** TASK PROMPT **
Rewrite all of the records below as a numbered list, leaving out any blank lines.

--- SUPPLIED MATERIAL ---

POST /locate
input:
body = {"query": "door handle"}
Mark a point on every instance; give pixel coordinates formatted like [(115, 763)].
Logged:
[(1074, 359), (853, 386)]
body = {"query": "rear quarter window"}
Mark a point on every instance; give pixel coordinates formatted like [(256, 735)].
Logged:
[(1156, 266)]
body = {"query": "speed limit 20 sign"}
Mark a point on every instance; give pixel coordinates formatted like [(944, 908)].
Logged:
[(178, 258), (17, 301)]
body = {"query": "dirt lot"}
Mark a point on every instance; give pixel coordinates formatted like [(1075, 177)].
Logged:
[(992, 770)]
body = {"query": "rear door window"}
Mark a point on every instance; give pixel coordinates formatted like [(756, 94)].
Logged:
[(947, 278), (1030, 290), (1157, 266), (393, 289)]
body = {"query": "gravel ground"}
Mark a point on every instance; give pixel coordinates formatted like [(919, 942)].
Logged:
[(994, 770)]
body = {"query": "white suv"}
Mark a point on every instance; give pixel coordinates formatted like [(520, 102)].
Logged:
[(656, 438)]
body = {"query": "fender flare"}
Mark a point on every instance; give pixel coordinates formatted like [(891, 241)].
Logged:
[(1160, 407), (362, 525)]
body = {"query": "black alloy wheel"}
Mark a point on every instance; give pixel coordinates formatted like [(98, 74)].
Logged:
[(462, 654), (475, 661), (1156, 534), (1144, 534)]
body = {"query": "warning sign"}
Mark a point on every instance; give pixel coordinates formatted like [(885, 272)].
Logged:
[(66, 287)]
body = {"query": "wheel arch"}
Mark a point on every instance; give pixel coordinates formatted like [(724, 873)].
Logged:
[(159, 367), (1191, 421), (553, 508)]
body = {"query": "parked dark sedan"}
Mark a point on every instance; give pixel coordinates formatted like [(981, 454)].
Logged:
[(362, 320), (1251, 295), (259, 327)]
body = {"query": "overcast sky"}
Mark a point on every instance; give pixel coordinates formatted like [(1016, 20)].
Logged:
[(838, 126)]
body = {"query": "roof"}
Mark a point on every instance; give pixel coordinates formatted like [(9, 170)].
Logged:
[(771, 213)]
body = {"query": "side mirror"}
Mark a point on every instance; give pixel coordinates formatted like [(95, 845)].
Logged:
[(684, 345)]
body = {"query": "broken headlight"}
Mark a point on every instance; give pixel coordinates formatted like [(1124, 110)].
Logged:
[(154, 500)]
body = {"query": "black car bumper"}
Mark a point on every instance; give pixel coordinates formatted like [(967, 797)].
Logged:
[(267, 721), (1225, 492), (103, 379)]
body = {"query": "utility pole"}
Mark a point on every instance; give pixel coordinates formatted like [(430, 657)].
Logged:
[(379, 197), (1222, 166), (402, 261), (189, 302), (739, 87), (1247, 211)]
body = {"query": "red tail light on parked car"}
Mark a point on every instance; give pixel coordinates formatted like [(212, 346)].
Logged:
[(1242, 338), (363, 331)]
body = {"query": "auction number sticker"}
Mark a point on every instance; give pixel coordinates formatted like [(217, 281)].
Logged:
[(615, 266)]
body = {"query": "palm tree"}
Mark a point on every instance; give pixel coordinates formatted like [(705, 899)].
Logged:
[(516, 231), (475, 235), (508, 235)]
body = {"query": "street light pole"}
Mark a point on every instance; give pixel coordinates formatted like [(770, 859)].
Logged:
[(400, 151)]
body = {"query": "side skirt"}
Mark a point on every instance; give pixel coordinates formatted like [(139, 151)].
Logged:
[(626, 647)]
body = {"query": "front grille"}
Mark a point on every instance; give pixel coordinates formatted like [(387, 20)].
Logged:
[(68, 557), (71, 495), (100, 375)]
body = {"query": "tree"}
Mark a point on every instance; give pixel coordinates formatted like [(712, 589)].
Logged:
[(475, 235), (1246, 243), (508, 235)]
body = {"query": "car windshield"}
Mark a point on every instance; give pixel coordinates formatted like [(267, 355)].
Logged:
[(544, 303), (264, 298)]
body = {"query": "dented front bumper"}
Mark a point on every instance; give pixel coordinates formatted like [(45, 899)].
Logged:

---

** REPLY **
1. POST /locate
2. input:
3. body = {"query": "door handle"}
4. Mark a point on every instance; give pixel coordinates formatted like [(115, 763)].
5. Logged:
6. [(1074, 359), (853, 386)]
7. body = {"query": "rear quarter window"}
8. Mark a point on every instance; give pixel coordinates formatted like [(256, 735)].
9. Logged:
10. [(1156, 266)]
11. body = {"query": "speed limit 20 sign"}
12. Mark a point on every instance; give pixel coordinates formatted like [(944, 908)].
13. Logged:
14. [(178, 258), (17, 301)]
15. body = {"query": "dirt lot"}
16. Mark a point on every instance; give pixel coordinates formatted like [(1075, 177)].
17. Logged:
18. [(992, 770)]
19. body = {"query": "rear door window"}
20. Mark a point on every instance; give pixel coordinates formatted like [(756, 94)].
21. Logged:
22. [(947, 278), (1030, 290), (1157, 266), (393, 289)]
23. body = {"query": "gravel ground"}
24. Mark a point on every instance; give pixel coordinates formatted like [(919, 942)].
25. Logged:
26. [(994, 770)]
27. body = {"query": "white suv"}
28. Mark a point on every instance; give pixel coordinates formatted like [(520, 102)].
29. Logged:
30. [(656, 438)]
31. body = {"query": "fender flare"}
32. Mark a point on every instance; give pixel coordinates formatted like [(891, 241)].
33. Logged:
34. [(1160, 407), (362, 525)]
35. body = {"query": "black alloy wheel"}
36. Mark a point on every instance; give pixel coordinates formatted like [(98, 74)].
37. Logged:
38. [(462, 654), (475, 661), (1156, 534), (1144, 534)]
39. body = {"query": "warning sign"}
40. Mark a point on every instance; give pixel coordinates formatted like [(885, 272)].
41. Logged:
42. [(66, 287)]
43. body = {"query": "wheel arch"}
44. Mark a point on every instance; give pixel coordinates formatted like [(724, 873)].
45. Logged:
46. [(159, 367), (1191, 421), (553, 508)]
47. body = {"query": "parked dark sedan"}
48. Mark a point on every instance; give pixel coordinates formatted like [(981, 454)].
49. Logged:
50. [(362, 320), (1251, 295), (259, 327)]
51. body = {"query": "overcast sky"}
52. Mark a point on every instance; give pixel coordinates formatted like [(1016, 20)].
53. Logged:
54. [(838, 126)]
55. body = {"query": "roof"}
56. Mark a point on every instance; give pixel coordinates formatted like [(9, 170)].
57. Logged:
58. [(771, 213)]
59. body = {"query": "side mirror"}
60. Mark a point on every instance; give pixel coordinates formatted like [(95, 845)].
61. Logged:
62. [(684, 345)]
63. body = {"query": "broken headlight"}
64. Mark a point on every instance; give pixel coordinates formatted like [(1124, 110)].
65. Logged:
66. [(154, 500)]
67. body = {"query": "black car bumper"}
68. Mark a point on every instance; give pixel coordinates formatted like [(967, 797)].
69. Logged:
70. [(267, 721), (1225, 492), (103, 379)]
71. body = {"query": "utility pole"}
72. Mark a point on every instance; give pixel coordinates formatted like [(430, 657)].
73. Logged:
74. [(379, 197), (1222, 166), (402, 261), (189, 302), (739, 87), (1247, 211)]
75. body = {"query": "red tail light on parked car"}
76. Mark a point on every instance; give pixel coordinates formatted like [(212, 346)].
77. Logged:
78. [(1242, 338), (363, 331)]
79. body = {"query": "auction number sticker"}
80. Mark a point on every instance; give pixel coordinates formatted like [(217, 281)].
81. Logged:
82. [(615, 266)]
83. body = {"query": "palm tree"}
84. Mark a point on every instance; give pixel coordinates formatted like [(705, 899)].
85. Logged:
86. [(516, 231), (475, 235), (508, 235)]
87. body = {"query": "street light pole"}
88. Mark a point on every instance; give pixel coordinates formatted like [(770, 859)].
89. Logged:
90. [(400, 151)]
91. body = {"query": "side skirt"}
92. Mark a point on every instance; give pixel coordinates formatted like [(139, 151)].
93. Logged:
94. [(626, 647)]
95. body = {"query": "front grille"}
96. Mark a point on every instance; give pixel coordinates formatted like [(387, 20)].
97. Logged:
98. [(68, 557), (71, 495), (100, 375)]
99. body = {"query": "tree"}
100. Mark a point on every instance; give pixel coordinates formatted like [(712, 589)].
101. Logged:
102. [(475, 235), (1246, 243), (508, 235)]
103. body = {"query": "car windshield"}
104. Mark a point on every instance; give pixel coordinates formatted like [(267, 355)].
105. Logged:
106. [(544, 303), (264, 298)]
107. body = {"query": "dented front bumper"}
108. Mark a point on every instance; give pixel coordinates formatted like [(45, 899)].
109. Logged:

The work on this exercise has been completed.